## DIRECTIVE A
Summarize the page on Teradata's THRESHOLD option for recollecting statistics in two sentences.

17.05 - Example: Using the THRESHOLD Option to Recollect Statistics - Advanced SQL Engine - Teradata Database

Teradata Vantage™ - SQL Data Definition Language Syntax and Examples

Product
Advanced SQL Engine
Teradata Database
Release Number
17.05
Release Date
January 2021
Content Type
Programming Reference
Publication ID
B035-1144-175K
Language
English (United States)

The following two requests collect statistics on the o_orderkey and o_orderdatetime columns of the orders table for the first time. The database collects full statistics for both requests, and the system retains the THRESHOLD options at each level.

The first request specifies thresholds of a 10% change in the data or 7 days having passed since statistics were last collected on orders.o_orderkey. While the database does not use these criteria for a first time collection of statistics, it does save them in DBC.StatsTbl to consult for future requests to recollect statistics on orders.o_orderky.

For later requests to recollect statistics on orders.o_orderkey, the database determines whether the percent change in the data exceeds 10% and if more than 7 days have passed since statistics were last collected. If either or both criteria are exceeded, the system recollects the statistics, but if neither criterion is exceeded, the system does not recollect the statistics on orders.o_orderkey.

     COLLECT STATISTICS USING THRESHOLD 10 PERCENT AND THRESHOLD 7 DAYS
     COLUMN o_orderkey
     ON orders;

The second request specifies a system-determined data change threshold. While the database does not use this criterion for a first time collection of statistics, it does save it in DBC.StatsTbl to consult for future requests to recollect statistics on orders.o_orderdatetime.

For later requests to recollect statistics on orders.o_orderdatetime,the database determines whether the percent change in the data since statistics were last collected exceeds the system-determined threshold criterion. If it does, the system recollects the statistics, but if it does not, the system does not recollect the statistics on orders.o_orderdatetime.

    COLLECT STATISTICS USING SYSTEM THRESHOLD
     COLUMN o_orderdatetime
     ON orders;

The database stores the thresholds you specify and uses them for future requests to recollect statistics on the o_orderkey or o_orderdatetime columns of orders.

The following request recollects statistics on the orders table. Based on the THRESHOLD settings that were in place when the statistics were collected, the Optimizer does not recollect statistics on orders.o_orderkey if the table growth is less than 10% or the age of the statistics is less than 7 days. The database only recollects these statistics if the growth exceeds either 10% or the age is greater than 7 days. Similarly, if the growth of the column o_orderdatetime is less than the system-selected threshold for o_orderdatetime, the Optimizer does not recollect those statistics.

## DIRECTIVE B
Give the entries below, from the start of the entries through the line containing "[(216, 209), (163, 209)]", as a two-column CSV with the columns entry_text and answer. Use one row per entry, with each value in a single quoted field and line breaks turned into spaces.

## EXTRACTED RECORDS
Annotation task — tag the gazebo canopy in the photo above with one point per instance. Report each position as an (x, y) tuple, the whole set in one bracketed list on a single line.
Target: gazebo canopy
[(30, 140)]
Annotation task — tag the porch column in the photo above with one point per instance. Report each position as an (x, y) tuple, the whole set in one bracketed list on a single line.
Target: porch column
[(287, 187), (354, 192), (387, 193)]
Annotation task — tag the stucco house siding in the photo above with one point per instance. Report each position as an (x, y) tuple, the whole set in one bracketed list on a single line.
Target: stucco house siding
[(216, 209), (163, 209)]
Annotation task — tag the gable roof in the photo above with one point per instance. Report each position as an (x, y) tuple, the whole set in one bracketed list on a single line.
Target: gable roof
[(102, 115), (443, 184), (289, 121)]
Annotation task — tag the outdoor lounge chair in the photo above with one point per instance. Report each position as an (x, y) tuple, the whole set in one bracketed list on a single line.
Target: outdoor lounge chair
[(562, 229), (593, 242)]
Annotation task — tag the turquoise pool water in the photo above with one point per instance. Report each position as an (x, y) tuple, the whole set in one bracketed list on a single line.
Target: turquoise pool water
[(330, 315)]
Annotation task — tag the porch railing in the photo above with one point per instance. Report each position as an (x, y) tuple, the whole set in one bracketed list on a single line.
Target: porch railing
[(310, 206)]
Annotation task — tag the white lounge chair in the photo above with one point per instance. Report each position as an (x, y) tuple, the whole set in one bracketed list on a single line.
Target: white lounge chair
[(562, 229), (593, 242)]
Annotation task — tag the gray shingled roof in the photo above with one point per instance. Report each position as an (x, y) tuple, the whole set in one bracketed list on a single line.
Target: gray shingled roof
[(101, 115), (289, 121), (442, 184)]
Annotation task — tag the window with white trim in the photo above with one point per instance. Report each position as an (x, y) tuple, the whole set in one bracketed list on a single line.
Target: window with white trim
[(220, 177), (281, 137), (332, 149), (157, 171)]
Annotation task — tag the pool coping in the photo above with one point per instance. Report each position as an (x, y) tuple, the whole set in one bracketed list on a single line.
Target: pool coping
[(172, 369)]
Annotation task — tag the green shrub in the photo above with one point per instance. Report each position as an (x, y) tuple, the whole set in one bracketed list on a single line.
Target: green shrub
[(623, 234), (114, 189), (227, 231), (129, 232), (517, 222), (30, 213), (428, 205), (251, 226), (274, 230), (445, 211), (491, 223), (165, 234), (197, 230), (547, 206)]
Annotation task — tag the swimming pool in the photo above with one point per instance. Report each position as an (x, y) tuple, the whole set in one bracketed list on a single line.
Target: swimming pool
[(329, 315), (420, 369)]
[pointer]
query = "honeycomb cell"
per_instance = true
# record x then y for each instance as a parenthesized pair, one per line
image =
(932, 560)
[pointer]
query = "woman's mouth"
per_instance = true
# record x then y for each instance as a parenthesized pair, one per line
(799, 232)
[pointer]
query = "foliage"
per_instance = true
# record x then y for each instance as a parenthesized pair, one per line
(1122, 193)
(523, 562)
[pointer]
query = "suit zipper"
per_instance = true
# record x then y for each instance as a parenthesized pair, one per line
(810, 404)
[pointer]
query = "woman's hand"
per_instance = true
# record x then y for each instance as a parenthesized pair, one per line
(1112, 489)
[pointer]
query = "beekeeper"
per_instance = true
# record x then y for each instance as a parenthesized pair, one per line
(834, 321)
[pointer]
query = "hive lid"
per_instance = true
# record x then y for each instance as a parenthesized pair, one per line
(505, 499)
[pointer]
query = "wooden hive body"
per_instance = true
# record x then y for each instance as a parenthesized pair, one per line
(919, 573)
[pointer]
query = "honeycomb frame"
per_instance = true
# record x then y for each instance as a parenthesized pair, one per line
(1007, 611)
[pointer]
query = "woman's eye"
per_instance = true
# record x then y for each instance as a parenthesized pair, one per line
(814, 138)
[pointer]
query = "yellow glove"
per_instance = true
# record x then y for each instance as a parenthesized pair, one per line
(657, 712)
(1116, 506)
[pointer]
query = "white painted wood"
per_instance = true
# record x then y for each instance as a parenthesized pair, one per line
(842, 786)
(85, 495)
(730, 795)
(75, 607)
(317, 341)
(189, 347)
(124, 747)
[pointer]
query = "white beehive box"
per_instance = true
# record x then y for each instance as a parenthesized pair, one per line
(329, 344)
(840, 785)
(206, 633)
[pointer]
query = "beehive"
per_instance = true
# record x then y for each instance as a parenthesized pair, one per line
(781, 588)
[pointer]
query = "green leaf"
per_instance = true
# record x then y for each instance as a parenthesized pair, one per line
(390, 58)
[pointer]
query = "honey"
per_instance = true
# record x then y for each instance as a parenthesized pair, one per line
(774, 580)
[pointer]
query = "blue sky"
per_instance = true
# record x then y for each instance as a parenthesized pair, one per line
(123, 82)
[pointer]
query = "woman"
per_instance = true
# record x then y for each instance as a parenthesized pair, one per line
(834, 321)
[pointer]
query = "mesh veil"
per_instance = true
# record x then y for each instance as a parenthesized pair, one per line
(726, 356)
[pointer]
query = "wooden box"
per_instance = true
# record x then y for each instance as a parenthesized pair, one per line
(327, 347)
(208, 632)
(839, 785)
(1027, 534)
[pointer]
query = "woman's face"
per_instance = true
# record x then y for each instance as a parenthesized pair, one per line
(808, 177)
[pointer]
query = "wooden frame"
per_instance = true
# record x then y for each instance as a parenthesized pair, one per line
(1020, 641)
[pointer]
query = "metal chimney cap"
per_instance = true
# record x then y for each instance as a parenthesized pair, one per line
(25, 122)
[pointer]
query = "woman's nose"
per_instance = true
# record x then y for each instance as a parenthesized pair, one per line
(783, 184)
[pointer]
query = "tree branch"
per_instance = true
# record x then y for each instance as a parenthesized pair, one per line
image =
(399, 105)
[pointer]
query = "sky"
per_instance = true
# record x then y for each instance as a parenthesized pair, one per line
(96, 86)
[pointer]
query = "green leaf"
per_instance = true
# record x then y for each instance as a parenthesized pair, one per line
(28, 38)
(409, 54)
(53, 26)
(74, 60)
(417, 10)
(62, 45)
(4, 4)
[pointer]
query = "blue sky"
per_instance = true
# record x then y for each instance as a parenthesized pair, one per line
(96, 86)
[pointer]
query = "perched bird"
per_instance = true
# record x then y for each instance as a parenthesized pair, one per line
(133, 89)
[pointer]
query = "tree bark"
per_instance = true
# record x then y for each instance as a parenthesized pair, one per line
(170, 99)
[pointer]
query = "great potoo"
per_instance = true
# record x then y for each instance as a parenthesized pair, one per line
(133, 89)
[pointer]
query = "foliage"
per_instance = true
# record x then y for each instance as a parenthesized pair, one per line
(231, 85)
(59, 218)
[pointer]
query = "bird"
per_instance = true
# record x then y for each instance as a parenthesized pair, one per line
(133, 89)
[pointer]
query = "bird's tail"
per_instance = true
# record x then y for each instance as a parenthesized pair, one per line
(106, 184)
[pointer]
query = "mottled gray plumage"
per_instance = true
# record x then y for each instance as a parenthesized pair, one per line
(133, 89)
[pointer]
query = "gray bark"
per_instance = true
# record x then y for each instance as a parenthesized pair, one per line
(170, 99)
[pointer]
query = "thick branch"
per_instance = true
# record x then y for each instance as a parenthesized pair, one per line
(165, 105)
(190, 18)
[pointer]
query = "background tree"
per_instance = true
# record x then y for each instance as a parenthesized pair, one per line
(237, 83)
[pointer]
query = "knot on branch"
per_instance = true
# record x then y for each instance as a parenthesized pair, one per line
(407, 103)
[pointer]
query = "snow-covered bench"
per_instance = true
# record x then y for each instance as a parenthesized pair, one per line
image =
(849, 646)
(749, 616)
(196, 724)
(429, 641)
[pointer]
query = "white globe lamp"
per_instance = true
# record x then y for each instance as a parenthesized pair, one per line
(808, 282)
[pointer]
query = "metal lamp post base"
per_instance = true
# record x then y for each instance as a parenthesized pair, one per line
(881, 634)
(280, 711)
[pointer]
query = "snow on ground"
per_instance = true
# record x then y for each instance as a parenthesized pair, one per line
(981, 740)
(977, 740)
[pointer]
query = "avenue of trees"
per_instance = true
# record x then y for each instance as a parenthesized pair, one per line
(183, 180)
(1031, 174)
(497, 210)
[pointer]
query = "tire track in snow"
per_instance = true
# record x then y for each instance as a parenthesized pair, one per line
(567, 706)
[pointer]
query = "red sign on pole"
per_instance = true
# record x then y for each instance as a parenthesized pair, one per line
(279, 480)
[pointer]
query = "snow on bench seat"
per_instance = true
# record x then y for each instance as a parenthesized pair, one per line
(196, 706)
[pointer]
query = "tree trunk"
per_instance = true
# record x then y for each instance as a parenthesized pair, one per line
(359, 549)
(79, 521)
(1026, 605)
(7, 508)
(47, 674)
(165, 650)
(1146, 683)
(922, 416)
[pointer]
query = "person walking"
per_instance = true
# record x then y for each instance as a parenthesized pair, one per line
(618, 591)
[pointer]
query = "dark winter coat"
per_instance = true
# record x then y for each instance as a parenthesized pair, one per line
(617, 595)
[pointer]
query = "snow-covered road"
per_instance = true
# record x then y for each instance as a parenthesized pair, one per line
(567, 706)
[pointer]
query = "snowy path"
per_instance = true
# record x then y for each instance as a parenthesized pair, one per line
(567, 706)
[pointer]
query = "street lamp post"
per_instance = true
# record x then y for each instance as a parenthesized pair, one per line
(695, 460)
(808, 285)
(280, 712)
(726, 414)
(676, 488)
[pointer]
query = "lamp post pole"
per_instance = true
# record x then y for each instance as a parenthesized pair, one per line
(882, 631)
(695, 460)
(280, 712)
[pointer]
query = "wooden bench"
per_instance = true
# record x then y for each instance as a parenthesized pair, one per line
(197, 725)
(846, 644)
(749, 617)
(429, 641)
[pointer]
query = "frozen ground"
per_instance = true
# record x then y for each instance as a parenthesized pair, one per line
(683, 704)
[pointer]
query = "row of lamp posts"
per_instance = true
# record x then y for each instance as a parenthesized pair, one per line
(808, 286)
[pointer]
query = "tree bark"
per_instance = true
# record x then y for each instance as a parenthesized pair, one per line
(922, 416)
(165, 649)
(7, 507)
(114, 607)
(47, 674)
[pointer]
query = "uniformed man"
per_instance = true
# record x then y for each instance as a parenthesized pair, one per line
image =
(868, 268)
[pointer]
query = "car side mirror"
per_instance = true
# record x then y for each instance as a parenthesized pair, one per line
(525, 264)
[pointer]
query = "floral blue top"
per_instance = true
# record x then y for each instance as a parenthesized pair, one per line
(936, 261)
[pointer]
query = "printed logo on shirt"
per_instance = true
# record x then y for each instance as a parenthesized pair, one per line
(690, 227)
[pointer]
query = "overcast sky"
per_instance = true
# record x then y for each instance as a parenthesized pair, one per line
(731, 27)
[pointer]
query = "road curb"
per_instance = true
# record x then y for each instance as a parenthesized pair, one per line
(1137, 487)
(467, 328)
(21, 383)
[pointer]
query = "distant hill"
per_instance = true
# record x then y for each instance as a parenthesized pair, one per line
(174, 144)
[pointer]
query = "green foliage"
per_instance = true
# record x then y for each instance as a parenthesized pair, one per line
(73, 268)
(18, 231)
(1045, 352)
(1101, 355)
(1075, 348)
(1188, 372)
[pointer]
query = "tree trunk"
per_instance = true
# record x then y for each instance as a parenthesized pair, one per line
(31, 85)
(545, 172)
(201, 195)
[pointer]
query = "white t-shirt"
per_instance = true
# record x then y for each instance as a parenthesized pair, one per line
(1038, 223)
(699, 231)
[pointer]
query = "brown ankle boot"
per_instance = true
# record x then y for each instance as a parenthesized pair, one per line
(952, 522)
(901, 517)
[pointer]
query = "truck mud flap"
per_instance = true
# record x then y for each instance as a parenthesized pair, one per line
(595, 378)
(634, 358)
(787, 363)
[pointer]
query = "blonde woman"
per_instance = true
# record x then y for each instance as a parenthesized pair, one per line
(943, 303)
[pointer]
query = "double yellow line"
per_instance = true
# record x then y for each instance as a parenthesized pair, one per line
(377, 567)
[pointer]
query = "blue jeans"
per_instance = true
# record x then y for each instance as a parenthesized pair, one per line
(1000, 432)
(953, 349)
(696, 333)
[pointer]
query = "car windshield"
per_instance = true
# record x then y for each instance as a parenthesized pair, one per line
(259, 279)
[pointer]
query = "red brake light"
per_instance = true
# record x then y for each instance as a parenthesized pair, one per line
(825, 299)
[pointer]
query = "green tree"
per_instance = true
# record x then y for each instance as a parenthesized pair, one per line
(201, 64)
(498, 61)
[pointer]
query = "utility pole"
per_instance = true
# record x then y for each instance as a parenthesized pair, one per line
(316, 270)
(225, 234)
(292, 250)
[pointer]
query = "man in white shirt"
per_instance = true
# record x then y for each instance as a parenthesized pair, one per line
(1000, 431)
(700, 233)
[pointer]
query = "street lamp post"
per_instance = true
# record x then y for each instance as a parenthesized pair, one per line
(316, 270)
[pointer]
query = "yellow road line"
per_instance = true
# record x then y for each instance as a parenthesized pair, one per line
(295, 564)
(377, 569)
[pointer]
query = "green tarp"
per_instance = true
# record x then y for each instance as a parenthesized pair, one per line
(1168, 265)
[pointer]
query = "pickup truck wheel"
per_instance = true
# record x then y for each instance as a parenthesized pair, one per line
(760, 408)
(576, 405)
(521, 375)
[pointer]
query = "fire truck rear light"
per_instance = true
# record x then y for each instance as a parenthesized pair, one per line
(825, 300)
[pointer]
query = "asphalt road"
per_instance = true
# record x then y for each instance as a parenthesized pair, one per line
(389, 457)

## FULL RESPONSE A
Two COLLECT STATISTICS requests gather full statistics on the o_orderkey and o_orderdatetime columns of the orders table for the first time, and the database saves their THRESHOLD options in DBC.StatsTbl for future recollection requests. On later recollection, statistics on o_orderkey are recollected only if the data change exceeds 10% or more than 7 days have passed, and statistics on o_orderdatetime only if the change exceeds the system-determined threshold.

## FULL RESPONSE B
entry_text,answer
"Annotation task — tag the gazebo canopy in the photo above with one point per instance. Report each position as an (x, y) tuple, the whole set in one bracketed list on a single line. Target: gazebo canopy","[(30, 140)]"
"Annotation task — tag the porch column in the photo above with one point per instance. Report each position as an (x, y) tuple, the whole set in one bracketed list on a single line. Target: porch column","[(287, 187), (354, 192), (387, 193)]"
"Annotation task — tag the stucco house siding in the photo above with one point per instance. Report each position as an (x, y) tuple, the whole set in one bracketed list on a single line. Target: stucco house siding","[(216, 209), (163, 209)]"